## To do
Check each line of the material for "black" and report how many lines have it, with nothing added.

## Raw data

◇ ◇ ◇ ◇ ◇ ◇ ◇

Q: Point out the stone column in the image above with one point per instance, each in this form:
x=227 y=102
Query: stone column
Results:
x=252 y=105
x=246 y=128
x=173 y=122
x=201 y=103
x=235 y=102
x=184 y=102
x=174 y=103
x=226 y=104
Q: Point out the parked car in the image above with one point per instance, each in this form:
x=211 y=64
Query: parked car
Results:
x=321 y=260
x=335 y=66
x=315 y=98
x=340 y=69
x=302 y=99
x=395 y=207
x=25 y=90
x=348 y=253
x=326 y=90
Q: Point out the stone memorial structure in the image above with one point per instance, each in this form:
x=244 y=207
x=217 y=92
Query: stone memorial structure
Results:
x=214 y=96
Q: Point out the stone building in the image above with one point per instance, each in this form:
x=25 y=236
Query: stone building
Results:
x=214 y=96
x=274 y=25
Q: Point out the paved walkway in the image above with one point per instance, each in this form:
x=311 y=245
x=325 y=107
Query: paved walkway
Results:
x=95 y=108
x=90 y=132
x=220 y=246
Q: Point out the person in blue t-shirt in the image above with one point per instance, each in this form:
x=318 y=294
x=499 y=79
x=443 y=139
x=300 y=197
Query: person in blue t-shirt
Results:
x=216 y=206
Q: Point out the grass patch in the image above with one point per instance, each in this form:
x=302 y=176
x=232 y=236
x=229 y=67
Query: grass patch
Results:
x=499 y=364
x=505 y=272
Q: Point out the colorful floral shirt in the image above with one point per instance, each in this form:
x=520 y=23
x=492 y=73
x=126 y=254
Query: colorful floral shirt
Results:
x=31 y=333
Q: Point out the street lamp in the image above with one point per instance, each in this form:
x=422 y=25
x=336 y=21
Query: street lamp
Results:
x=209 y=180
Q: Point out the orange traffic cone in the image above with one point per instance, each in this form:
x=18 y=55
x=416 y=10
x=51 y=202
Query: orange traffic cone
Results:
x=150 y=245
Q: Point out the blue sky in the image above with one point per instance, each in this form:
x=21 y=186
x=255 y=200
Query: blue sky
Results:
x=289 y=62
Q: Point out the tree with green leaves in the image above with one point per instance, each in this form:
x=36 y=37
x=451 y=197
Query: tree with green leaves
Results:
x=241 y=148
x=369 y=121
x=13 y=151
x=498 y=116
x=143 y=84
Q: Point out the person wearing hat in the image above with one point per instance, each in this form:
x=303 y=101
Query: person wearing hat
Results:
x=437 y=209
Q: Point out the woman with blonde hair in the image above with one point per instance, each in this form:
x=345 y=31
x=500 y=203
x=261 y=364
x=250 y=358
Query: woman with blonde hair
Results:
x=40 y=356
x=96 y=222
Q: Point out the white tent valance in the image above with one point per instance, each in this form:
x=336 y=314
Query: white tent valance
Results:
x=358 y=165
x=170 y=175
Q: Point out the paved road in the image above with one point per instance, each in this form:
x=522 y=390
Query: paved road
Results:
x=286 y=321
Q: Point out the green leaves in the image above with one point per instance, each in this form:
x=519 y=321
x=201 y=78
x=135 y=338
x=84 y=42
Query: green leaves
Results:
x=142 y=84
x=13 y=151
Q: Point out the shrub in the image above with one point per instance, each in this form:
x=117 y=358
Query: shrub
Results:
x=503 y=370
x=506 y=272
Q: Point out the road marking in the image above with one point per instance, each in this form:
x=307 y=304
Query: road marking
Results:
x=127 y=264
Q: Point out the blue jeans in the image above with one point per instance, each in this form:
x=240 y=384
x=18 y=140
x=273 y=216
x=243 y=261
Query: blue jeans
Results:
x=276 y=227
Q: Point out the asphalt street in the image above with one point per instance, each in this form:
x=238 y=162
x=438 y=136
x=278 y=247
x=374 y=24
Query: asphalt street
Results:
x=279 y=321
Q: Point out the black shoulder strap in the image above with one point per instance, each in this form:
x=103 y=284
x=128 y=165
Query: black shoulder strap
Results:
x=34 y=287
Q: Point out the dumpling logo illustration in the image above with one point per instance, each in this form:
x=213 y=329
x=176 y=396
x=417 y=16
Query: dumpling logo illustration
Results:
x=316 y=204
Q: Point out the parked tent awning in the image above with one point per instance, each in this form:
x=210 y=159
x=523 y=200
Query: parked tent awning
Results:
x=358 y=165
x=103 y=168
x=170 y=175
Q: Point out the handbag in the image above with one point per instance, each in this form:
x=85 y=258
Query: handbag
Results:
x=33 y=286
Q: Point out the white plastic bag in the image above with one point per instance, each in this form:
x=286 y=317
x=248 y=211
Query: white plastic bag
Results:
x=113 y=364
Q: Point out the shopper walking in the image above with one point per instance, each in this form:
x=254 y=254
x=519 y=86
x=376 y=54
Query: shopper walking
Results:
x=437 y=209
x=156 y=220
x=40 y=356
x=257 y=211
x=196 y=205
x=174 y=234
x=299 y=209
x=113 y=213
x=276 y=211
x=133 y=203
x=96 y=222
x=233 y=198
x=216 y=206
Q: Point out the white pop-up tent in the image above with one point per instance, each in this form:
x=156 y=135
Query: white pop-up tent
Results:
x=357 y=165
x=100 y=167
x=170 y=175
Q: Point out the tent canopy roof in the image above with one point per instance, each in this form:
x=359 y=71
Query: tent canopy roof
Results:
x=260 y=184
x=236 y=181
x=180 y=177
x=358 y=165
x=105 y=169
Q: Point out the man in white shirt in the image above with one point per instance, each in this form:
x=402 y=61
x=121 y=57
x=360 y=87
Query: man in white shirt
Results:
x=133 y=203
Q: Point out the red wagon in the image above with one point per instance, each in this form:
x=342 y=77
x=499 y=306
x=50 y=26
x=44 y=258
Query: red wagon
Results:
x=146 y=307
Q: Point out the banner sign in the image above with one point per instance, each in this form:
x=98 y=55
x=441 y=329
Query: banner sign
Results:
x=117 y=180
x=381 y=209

◇ ◇ ◇ ◇ ◇ ◇ ◇

## Solution for this exercise
2